(Point localization data)
* * * * * * * * *

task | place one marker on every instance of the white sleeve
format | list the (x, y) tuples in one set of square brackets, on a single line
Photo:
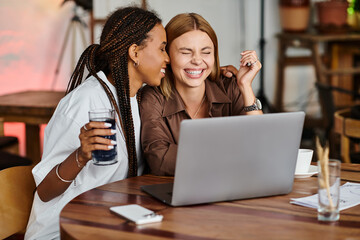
[(61, 138)]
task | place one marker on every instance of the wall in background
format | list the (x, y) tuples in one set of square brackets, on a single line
[(32, 33)]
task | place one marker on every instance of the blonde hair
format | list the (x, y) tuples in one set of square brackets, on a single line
[(177, 26)]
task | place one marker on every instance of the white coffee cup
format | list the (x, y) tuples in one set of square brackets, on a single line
[(303, 160)]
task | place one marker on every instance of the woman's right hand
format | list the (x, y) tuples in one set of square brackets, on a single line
[(91, 139)]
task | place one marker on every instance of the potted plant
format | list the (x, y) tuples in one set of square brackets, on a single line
[(294, 15)]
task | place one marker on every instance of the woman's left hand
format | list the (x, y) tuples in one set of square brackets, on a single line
[(249, 67)]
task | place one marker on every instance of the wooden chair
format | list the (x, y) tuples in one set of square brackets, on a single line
[(16, 195), (347, 128)]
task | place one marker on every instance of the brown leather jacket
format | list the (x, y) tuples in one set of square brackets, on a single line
[(161, 120)]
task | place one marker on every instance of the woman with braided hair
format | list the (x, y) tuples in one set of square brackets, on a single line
[(131, 52)]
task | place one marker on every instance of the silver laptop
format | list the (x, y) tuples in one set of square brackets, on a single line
[(229, 158)]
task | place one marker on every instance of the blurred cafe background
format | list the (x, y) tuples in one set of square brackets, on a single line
[(310, 50)]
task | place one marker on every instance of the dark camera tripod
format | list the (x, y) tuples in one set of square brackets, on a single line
[(75, 25)]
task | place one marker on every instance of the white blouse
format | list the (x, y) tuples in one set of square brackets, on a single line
[(61, 139)]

* * * * * * * * *

WORK TASK:
Show every line from the entries that includes the word "woman".

FINISHED EXERCISE:
task | place one marker on every instance of the woman's right hand
task | place one marker on every instance of the woman's left hand
task | place one marker on every instance of the woman with braided hair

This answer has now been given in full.